# WORK TASK
Please restate, word for word, each line from the one containing "237L115 232L89 233L76" through the end of the entries below.

# DATASET EXTRACT
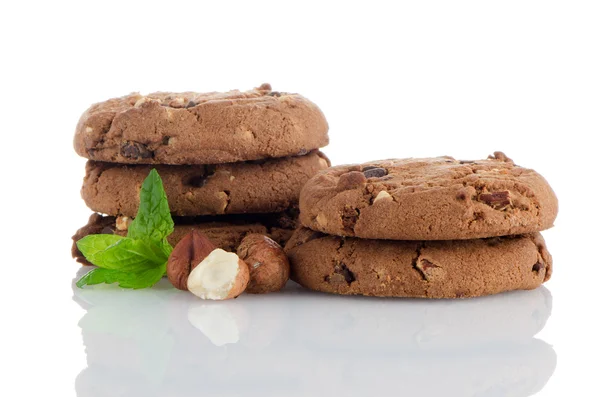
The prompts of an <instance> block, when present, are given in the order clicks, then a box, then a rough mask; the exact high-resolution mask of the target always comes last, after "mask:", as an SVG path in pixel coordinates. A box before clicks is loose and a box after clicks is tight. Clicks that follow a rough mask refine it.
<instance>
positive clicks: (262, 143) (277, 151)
mask: <svg viewBox="0 0 600 397" xmlns="http://www.w3.org/2000/svg"><path fill="white" fill-rule="evenodd" d="M327 130H328V126H327V121H326V120H325V117H324V116H323V113H322V112H321V111H320V110H319V108H318V107H317V106H316V105H315V104H314V103H312V102H310V101H309V100H307V99H306V98H304V97H302V96H301V95H298V94H290V93H284V92H276V91H273V90H272V89H271V86H270V85H268V84H263V85H261V86H260V87H258V88H256V89H254V90H251V91H247V92H240V91H237V90H236V91H230V92H225V93H214V92H213V93H205V94H199V93H193V92H184V93H178V94H176V93H162V92H160V93H154V94H150V95H147V96H142V95H139V94H131V95H128V96H125V97H121V98H115V99H111V100H108V101H106V102H102V103H98V104H95V105H93V106H91V107H90V108H89V109H88V110H87V111H86V112H85V113H84V114H83V115H82V117H81V119H80V121H79V124H78V125H77V130H76V133H75V142H74V145H75V150H76V151H77V153H78V154H79V155H81V156H83V157H86V158H88V159H89V161H88V163H87V165H86V175H85V178H84V182H83V188H82V191H81V193H82V197H83V199H84V200H85V203H86V204H87V206H88V207H89V208H90V209H92V210H93V211H95V213H94V214H93V215H92V216H91V217H90V219H89V221H88V224H87V225H86V226H84V227H83V228H81V229H80V230H79V231H78V232H77V233H76V235H75V236H74V237H73V239H74V240H75V241H76V240H78V239H80V238H82V237H84V236H85V235H88V234H97V233H116V234H121V235H124V234H126V233H127V227H128V225H129V224H130V223H131V220H132V218H133V217H134V216H135V215H136V213H137V210H138V206H139V192H140V188H141V185H142V182H143V180H144V178H145V177H146V176H147V175H148V173H149V172H150V170H151V169H152V168H156V170H157V171H158V173H159V175H160V176H161V178H162V180H163V184H164V188H165V191H166V194H167V198H168V200H169V207H170V210H171V213H172V215H173V217H174V220H175V231H174V233H173V234H172V235H171V236H170V237H169V240H170V242H171V244H173V245H174V244H176V243H177V242H178V241H179V239H180V238H181V237H182V236H183V235H185V234H186V233H187V232H189V231H190V230H191V229H193V228H196V229H200V230H202V231H203V232H204V233H205V234H206V235H207V236H208V237H209V238H210V239H211V240H213V242H214V243H215V245H217V246H218V247H220V248H223V249H226V250H230V251H231V250H235V249H236V248H237V245H238V244H239V242H240V241H241V239H242V238H243V237H244V236H245V235H246V234H248V233H263V234H269V235H271V237H273V238H274V239H275V240H276V241H279V242H280V243H285V241H286V240H287V239H288V238H289V237H290V235H291V233H292V231H293V230H294V228H295V226H296V218H297V203H298V196H299V194H300V189H301V188H302V186H303V185H304V183H305V182H306V181H307V180H308V179H309V178H310V177H312V176H313V175H315V174H316V173H317V172H318V171H319V170H322V169H324V168H327V167H329V160H328V159H327V157H325V156H324V155H323V154H322V153H321V152H320V151H319V150H318V149H319V148H321V147H323V146H325V145H327V143H328V136H327ZM73 254H74V256H75V257H76V258H78V259H79V260H80V261H82V262H84V263H85V259H84V258H82V256H81V253H80V252H79V251H78V250H77V247H76V246H75V245H74V246H73Z"/></svg>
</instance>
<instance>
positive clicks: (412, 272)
mask: <svg viewBox="0 0 600 397" xmlns="http://www.w3.org/2000/svg"><path fill="white" fill-rule="evenodd" d="M285 251H286V253H287V255H288V257H289V259H290V266H291V279H292V280H294V281H296V282H298V283H299V284H301V285H302V286H304V287H306V288H309V289H313V290H316V291H322V292H328V293H334V294H343V295H370V296H395V297H414V298H465V297H475V296H483V295H491V294H496V293H499V292H503V291H511V290H520V289H524V290H527V289H534V288H536V287H538V286H540V285H541V284H542V283H543V282H545V281H547V280H549V279H550V276H551V273H552V257H551V256H550V254H549V253H548V251H547V250H546V245H545V243H544V239H543V238H542V236H541V235H540V234H539V233H533V234H527V235H518V236H506V237H494V238H489V239H474V240H454V241H393V240H370V239H359V238H351V237H339V236H332V235H326V234H323V233H320V232H315V231H313V230H310V229H307V228H300V229H298V230H297V231H296V232H295V233H294V235H293V236H292V237H291V238H290V240H289V241H288V243H287V245H286V247H285Z"/></svg>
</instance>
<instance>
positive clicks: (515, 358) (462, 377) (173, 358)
mask: <svg viewBox="0 0 600 397" xmlns="http://www.w3.org/2000/svg"><path fill="white" fill-rule="evenodd" d="M74 300H75V301H76V302H78V303H79V304H80V305H81V306H82V307H83V308H84V309H85V310H86V313H85V315H84V316H83V317H82V319H81V320H80V322H79V325H80V327H81V330H82V335H83V342H84V345H85V349H86V355H87V368H85V369H83V371H82V372H81V373H80V374H79V376H78V377H77V379H76V381H75V386H76V390H77V394H78V396H80V397H87V396H114V395H127V396H138V395H139V396H165V395H169V396H192V395H198V394H202V393H204V394H208V395H215V396H216V395H219V396H221V395H222V396H229V395H231V396H234V395H235V396H238V395H244V396H254V395H256V396H259V395H260V396H270V395H273V396H280V395H282V394H285V395H291V396H309V395H310V396H319V395H328V396H330V395H350V396H353V395H357V396H358V395H361V396H365V395H375V393H386V394H390V392H391V391H393V392H394V394H399V395H419V396H434V395H435V396H439V395H441V394H443V395H445V396H448V395H450V396H461V397H464V396H497V395H513V396H529V395H532V394H534V393H536V392H537V391H539V390H540V389H541V388H542V387H543V386H544V384H545V383H546V382H547V380H548V379H549V378H550V376H551V375H552V373H553V371H554V367H555V365H556V354H555V353H554V350H553V349H552V347H551V346H550V345H548V344H546V343H545V342H543V341H540V340H537V339H535V338H534V336H535V335H536V334H537V333H538V332H539V331H540V330H541V329H542V328H543V327H544V325H545V323H546V320H547V319H548V317H549V316H550V313H551V305H552V298H551V295H550V293H549V291H548V290H546V289H545V288H540V289H537V290H534V291H523V292H515V293H509V294H502V295H498V296H492V297H487V298H481V299H472V300H465V301H421V300H395V299H370V298H353V297H337V296H329V295H321V294H317V293H313V292H310V291H306V290H303V289H301V288H300V287H298V286H296V285H295V284H290V285H288V287H287V288H286V289H285V290H284V291H283V292H282V293H279V294H271V295H268V296H252V295H243V296H242V297H240V298H239V299H236V300H232V301H227V302H205V301H201V300H198V299H196V298H195V297H194V296H192V295H191V294H188V293H185V292H181V291H178V290H175V289H173V288H171V287H169V285H168V283H166V282H165V283H161V284H159V285H158V286H156V287H155V288H153V289H150V290H138V291H128V290H119V289H118V288H114V287H111V286H103V287H96V288H91V289H85V290H81V289H77V288H76V287H74Z"/></svg>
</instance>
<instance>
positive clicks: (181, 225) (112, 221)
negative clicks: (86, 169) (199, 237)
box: [71, 208, 298, 265]
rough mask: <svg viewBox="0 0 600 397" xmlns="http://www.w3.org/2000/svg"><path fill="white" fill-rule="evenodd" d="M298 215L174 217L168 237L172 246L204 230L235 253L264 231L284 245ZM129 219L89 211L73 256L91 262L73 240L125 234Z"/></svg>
mask: <svg viewBox="0 0 600 397" xmlns="http://www.w3.org/2000/svg"><path fill="white" fill-rule="evenodd" d="M297 217H298V211H297V209H295V208H290V209H288V210H287V211H283V212H279V213H271V214H262V215H255V214H252V215H221V216H204V217H174V218H173V220H174V222H175V228H174V230H173V233H172V234H171V235H169V237H167V240H168V241H169V243H170V244H171V245H172V246H175V245H176V244H177V243H178V242H179V240H181V239H182V238H183V237H184V236H185V235H186V234H188V233H189V232H191V231H192V230H193V229H196V230H198V231H200V232H202V233H204V234H205V235H206V236H207V237H208V239H209V240H210V241H211V242H212V243H213V244H214V245H215V246H216V247H217V248H222V249H224V250H225V251H230V252H235V251H236V250H237V247H238V246H239V245H240V243H241V241H242V239H243V238H244V237H245V236H246V235H247V234H251V233H260V234H264V235H266V236H269V237H271V238H272V239H273V240H275V241H276V242H277V243H279V244H280V245H281V246H284V245H285V244H286V242H287V240H288V239H289V238H290V237H291V236H292V233H293V232H294V229H295V228H296V226H297ZM129 222H131V219H130V218H129V217H114V216H103V215H100V214H92V215H91V216H90V218H89V219H88V223H87V224H86V225H85V226H83V227H81V228H80V229H79V230H77V232H76V233H75V234H74V235H73V237H72V240H73V245H72V247H71V254H72V256H73V258H75V259H76V260H77V262H79V263H81V264H84V265H91V263H89V262H88V261H87V260H86V259H85V257H84V256H83V254H82V253H81V251H79V249H78V248H77V244H76V242H77V241H79V240H80V239H82V238H84V237H85V236H88V235H90V234H117V235H120V236H126V235H127V226H128V224H129Z"/></svg>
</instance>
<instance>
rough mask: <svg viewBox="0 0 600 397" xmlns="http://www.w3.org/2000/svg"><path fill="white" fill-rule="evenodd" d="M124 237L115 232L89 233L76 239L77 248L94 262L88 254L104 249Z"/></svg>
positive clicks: (84, 254) (91, 260) (118, 241)
mask: <svg viewBox="0 0 600 397" xmlns="http://www.w3.org/2000/svg"><path fill="white" fill-rule="evenodd" d="M124 238H125V237H121V236H119V235H116V234H90V235H89V236H85V237H84V238H82V239H81V240H79V241H77V248H79V251H81V252H82V253H83V255H85V257H86V259H87V260H88V261H90V262H92V263H94V262H93V260H92V258H91V257H88V255H90V256H91V255H93V254H94V253H96V252H101V251H104V250H106V249H107V248H108V247H110V246H111V245H113V244H116V243H118V242H119V241H121V240H123V239H124Z"/></svg>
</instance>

# WORKED SOLUTION
rough mask: <svg viewBox="0 0 600 397" xmlns="http://www.w3.org/2000/svg"><path fill="white" fill-rule="evenodd" d="M124 237L115 232L89 233L76 239L77 248L94 262L88 254L104 249Z"/></svg>
positive clicks: (84, 254) (91, 260) (118, 241)
mask: <svg viewBox="0 0 600 397" xmlns="http://www.w3.org/2000/svg"><path fill="white" fill-rule="evenodd" d="M124 238H125V237H121V236H119V235H116V234H90V235H89V236H85V237H84V238H82V239H81V240H79V241H77V248H79V251H81V252H82V253H83V255H85V257H86V259H87V260H88V261H90V262H92V263H94V262H93V260H92V258H91V257H88V255H90V256H91V255H93V254H94V253H96V252H101V251H104V250H106V249H107V248H108V247H110V246H111V245H113V244H116V243H118V242H119V241H121V240H123V239H124Z"/></svg>
</instance>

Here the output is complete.